**Required actions:**
1. In the essay on plans that can't fail, list every task the automated system for the coaching program was built to handle.
2. Carry on the essay about plans that can't fail, picking up after its final sentence.

Plans Which Can’t Fail

External events often have to be left to chance. You submit your book proposal, and maybe it gets accepted and maybe not. You go talk to the cute stranger, and maybe you’re compatible and maybe you’re not. You plan a camping trip a month ahead, and maybe it rains or maybe it doesn’t.

Often, though, people leave things to chance which don’t have to be. Will you finish your book? Will you learn how to code? Will you have a good group of friends? These are all things that are entirely within your own power, and yet you may not be sure if they’ll happen.

The value of ten half-finished projects is roughly zero. Not exactly zero, because hopefully you learned something, but close enough. The value of five fully finished projects is, well, a whole lot higher. Making plans is worth a little, working towards goals is worth a little, completing goals is worth a lot.

For that reason, I highly prioritize finishing.

I know that my natural approach to a project is to jump in without really thinking about it and to hope that it gets finished and does well. That’s why I have a huge folder from years ago that’s full of half finished books, coding projects, and who knows what else.

To combat that natural response, I now develop plans that can’t fail. By that I really mean plans that are extremely unlikely to fail, since a meteor strike can ruin just about any plan.

Maybe one of the most important things to me right now is my coaching program, because other people are counting on it. With only one hour per month per person, I need to make sure I’m always at my best.

The first thing I did was build an automated system to handle scheduling, reminders, and payment tracking. I realized that doing those things manually would cause errors and it would also demotivate me, so I eliminated them from the equation.

I also created a policy for myself that says that I can spend up to the amount the client is paying on getting a quiet and private space for the call. Usually that’s just my house, but I’ve also rented an Airbnb just to use for an hour, and have changed flights several times to make sure I won’t be late and will have time to prepare.

**Given records:**

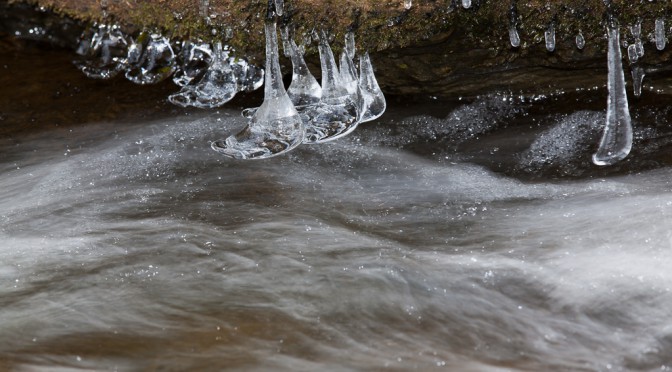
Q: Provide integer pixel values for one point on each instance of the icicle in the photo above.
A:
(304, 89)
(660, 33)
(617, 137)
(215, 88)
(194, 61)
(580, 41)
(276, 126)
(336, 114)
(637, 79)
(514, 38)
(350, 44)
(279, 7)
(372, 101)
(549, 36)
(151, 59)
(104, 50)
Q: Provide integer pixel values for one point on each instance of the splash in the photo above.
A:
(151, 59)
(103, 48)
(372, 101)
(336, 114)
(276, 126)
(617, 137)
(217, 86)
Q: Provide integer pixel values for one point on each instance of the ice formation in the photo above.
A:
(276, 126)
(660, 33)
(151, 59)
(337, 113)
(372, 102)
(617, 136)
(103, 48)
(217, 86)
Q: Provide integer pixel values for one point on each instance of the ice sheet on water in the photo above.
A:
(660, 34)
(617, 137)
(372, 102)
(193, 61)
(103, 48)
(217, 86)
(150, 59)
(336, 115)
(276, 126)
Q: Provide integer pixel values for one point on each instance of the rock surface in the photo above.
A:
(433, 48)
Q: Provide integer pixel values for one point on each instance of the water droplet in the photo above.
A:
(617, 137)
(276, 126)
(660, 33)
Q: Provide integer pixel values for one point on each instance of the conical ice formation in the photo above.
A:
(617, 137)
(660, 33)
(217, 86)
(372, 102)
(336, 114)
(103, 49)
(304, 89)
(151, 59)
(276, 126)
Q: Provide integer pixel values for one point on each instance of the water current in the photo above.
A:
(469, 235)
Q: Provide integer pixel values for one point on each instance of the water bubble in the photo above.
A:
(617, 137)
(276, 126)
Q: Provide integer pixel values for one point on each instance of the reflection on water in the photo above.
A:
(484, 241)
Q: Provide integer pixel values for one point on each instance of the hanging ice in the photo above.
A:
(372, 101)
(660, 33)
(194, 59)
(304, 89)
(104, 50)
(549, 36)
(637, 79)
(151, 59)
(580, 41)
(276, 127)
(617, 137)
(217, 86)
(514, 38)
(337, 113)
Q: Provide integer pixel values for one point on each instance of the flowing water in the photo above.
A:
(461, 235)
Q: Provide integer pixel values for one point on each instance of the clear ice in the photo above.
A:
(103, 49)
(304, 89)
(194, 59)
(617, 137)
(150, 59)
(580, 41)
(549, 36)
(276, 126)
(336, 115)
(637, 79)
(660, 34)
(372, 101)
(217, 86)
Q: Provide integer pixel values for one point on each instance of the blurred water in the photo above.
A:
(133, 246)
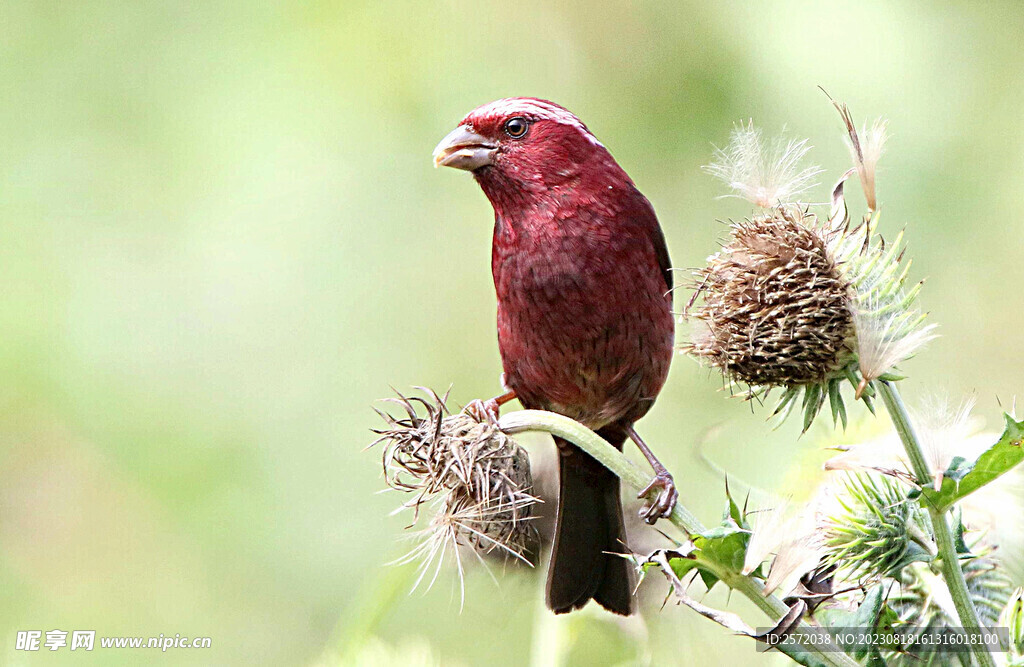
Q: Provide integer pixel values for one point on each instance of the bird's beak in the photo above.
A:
* * *
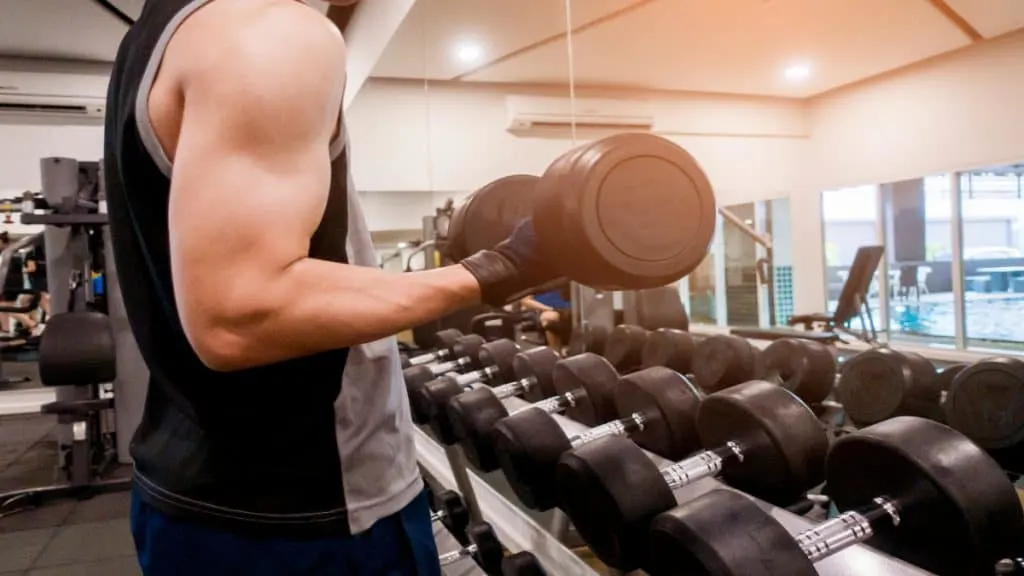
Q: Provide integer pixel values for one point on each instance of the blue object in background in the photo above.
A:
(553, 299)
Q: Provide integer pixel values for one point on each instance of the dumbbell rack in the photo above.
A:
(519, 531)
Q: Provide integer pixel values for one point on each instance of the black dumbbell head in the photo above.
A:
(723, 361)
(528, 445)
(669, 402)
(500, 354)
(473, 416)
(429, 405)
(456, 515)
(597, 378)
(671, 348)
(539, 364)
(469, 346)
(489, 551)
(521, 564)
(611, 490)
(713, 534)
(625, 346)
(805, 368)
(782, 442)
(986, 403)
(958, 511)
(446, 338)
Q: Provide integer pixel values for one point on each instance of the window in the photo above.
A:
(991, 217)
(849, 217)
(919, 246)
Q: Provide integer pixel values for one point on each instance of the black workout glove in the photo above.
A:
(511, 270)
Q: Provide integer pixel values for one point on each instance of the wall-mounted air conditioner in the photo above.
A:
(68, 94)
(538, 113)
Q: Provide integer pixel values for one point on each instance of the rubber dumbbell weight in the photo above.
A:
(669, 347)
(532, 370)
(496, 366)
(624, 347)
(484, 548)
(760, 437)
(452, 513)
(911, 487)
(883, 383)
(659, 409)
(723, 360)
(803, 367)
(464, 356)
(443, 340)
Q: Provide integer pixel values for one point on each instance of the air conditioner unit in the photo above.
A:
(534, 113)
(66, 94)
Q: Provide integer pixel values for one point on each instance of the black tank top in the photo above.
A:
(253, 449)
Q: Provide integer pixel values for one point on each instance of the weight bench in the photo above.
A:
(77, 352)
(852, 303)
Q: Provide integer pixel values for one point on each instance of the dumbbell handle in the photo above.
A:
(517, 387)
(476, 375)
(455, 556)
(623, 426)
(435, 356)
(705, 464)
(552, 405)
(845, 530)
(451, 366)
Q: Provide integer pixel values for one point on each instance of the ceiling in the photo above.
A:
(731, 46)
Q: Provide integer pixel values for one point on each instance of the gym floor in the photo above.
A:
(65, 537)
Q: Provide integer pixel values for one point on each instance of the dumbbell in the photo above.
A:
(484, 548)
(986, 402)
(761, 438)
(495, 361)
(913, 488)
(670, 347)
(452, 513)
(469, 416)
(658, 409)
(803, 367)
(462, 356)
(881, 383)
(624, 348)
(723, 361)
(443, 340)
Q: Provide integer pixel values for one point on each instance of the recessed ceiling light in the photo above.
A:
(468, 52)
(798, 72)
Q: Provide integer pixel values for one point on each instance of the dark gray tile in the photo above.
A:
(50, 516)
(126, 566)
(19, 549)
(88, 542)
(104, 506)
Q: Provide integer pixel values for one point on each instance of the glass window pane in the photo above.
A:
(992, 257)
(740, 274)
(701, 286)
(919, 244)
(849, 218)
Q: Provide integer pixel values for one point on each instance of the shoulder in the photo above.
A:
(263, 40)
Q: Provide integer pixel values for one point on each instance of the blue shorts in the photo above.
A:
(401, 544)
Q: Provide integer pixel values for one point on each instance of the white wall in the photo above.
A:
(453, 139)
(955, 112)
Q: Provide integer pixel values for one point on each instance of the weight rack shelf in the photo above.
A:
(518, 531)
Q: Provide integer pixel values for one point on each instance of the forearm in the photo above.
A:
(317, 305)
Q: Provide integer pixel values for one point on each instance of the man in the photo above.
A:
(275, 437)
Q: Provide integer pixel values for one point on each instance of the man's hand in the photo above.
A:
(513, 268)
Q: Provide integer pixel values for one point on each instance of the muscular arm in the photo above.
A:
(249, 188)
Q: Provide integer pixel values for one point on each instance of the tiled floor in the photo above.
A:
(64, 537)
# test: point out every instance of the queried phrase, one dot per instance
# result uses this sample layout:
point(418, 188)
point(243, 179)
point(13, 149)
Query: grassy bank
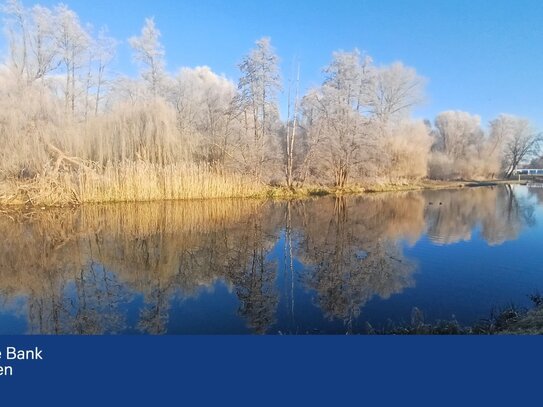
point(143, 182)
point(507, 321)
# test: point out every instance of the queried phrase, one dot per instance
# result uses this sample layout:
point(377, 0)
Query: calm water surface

**Results for the exercise:**
1.
- Scheduling
- Reminders
- Payment tracking

2.
One of the reasons I built my own scheduling software was because no existing solutions had a lot of flexibility in making times available or unavailable. With mine I only open up hours where I know I can be at my best. I skip the first couple days of a big time zone change and avoid early or late hours of days where I’m not sure what my sleep schedule will be.

I also have certain procedures for taking notes during calls, reviewing those notes, and taking time to look for patterns between clients.

All of that doesn’t mean that I’m a perfect coach for everyone, or that everyone is in a financial position to get their money’s worth from it. But it does mean that I’m always able to deliver my best.

Contrast that to a more moderate approach where I handled scheduling by email, made calls from wherever I was, and didn’t analyze my schedule two months in advance. I’d probably get burnt out pretty quickly and would probably show up tired sometimes.

Instead I thought about everything that could go wrong and created a plan that couldn’t fail.

To take a totally different example, think about dating. Most people go through their dating lives totally haphazardly. I used to, but then realized that that was a plan that could fail.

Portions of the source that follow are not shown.